- **Task goal**
Quote all of the data below exactly, please.

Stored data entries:
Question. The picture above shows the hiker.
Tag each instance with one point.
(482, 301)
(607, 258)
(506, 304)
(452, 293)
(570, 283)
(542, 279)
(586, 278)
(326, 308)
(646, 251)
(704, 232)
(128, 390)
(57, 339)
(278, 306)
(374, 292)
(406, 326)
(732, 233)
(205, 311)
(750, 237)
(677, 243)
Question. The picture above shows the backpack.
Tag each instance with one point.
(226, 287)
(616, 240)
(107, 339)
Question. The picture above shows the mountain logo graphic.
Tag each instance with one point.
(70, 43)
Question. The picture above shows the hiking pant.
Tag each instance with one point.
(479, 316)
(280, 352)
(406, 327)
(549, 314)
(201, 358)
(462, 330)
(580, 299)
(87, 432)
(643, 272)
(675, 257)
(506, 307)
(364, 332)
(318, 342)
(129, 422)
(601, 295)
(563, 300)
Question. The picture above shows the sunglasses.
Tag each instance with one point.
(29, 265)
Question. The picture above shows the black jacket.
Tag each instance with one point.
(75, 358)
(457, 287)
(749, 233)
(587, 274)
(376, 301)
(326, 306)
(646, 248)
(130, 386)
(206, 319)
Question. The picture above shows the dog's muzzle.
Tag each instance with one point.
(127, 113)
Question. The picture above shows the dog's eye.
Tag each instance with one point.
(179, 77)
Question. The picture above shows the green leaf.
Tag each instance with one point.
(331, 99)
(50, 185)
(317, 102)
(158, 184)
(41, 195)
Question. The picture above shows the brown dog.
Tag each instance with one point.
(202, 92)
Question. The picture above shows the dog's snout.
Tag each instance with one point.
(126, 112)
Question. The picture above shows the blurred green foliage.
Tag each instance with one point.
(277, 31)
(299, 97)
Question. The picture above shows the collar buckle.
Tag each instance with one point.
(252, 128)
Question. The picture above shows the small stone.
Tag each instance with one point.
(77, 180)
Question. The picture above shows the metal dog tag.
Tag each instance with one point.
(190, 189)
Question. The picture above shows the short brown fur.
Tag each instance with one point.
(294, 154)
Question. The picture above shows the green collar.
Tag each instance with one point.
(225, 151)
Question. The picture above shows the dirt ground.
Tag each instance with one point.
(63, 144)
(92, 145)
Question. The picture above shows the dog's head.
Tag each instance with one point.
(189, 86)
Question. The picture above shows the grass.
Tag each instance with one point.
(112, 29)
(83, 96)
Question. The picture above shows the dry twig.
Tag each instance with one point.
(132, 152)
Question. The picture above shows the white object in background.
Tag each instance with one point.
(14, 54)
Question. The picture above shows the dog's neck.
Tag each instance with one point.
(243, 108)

- **Answer to this problem**
Question. The picture above shows the hiker.
Tag each instance with one point.
(482, 301)
(607, 258)
(506, 304)
(452, 293)
(570, 283)
(542, 279)
(586, 278)
(326, 308)
(646, 251)
(704, 232)
(128, 390)
(57, 339)
(278, 306)
(374, 292)
(406, 326)
(732, 233)
(205, 311)
(750, 237)
(677, 243)
Question. The picture above shows the backpack.
Tag each instance with one point.
(226, 287)
(616, 240)
(107, 339)
Question. The picture above shows the mountain logo graphic.
Tag each instance with one point.
(70, 43)
Question. The picture above shows the hiking pant.
Tag each instance with one point.
(479, 316)
(280, 352)
(406, 327)
(549, 314)
(201, 358)
(462, 330)
(580, 299)
(87, 432)
(643, 272)
(675, 257)
(506, 307)
(364, 332)
(318, 342)
(129, 422)
(601, 295)
(563, 300)
Question. The picture above shows the sunglasses.
Tag each instance with one point.
(29, 265)
Question. The picture above shows the black jacket.
Tag each instance with one point.
(75, 358)
(457, 287)
(749, 233)
(587, 274)
(376, 301)
(326, 306)
(646, 248)
(130, 386)
(206, 319)
Question. The picture above shows the dog's muzzle.
Tag each instance with one point.
(127, 113)
Question. The picture above shows the dog's eye.
Tag each instance with one point.
(179, 77)
Question. The picture above shows the green leaf.
Tag each instance with one point.
(331, 99)
(50, 185)
(317, 102)
(158, 184)
(41, 195)
Question. The picture above shows the brown dog.
Tag each instance with one point.
(202, 92)
Question. The picture above shows the dog's snout.
Tag each instance with one point.
(126, 112)
Question. The picture above shows the blurred green foliage.
Tag each instance with one point.
(277, 31)
(299, 97)
Question. The picture above shows the collar buckle.
Tag each instance with one point.
(252, 128)
Question. The picture above shows the small stone.
Tag each instance with one point.
(77, 180)
Question. The picture above shows the metal dog tag.
Tag each instance with one point.
(190, 189)
Question. The picture above shows the short brown fur.
Tag each instance with one point.
(294, 154)
Question. The picture above shows the green collar.
Tag each instance with one point.
(225, 151)
Question. The picture above shows the dirt ground.
Tag each instance with one point.
(63, 144)
(92, 145)
Question. The picture above shows the dog's head.
Tag each instance with one point.
(189, 86)
Question. The picture above shows the grass.
Tag each instance with one point.
(112, 29)
(83, 96)
Question. The picture above shows the dry twig.
Tag each instance with one point.
(132, 152)
Question. The picture above shows the white object in background.
Tag each instance with one point.
(14, 54)
Question. The picture above shows the dog's neck.
Tag each instance with one point.
(243, 108)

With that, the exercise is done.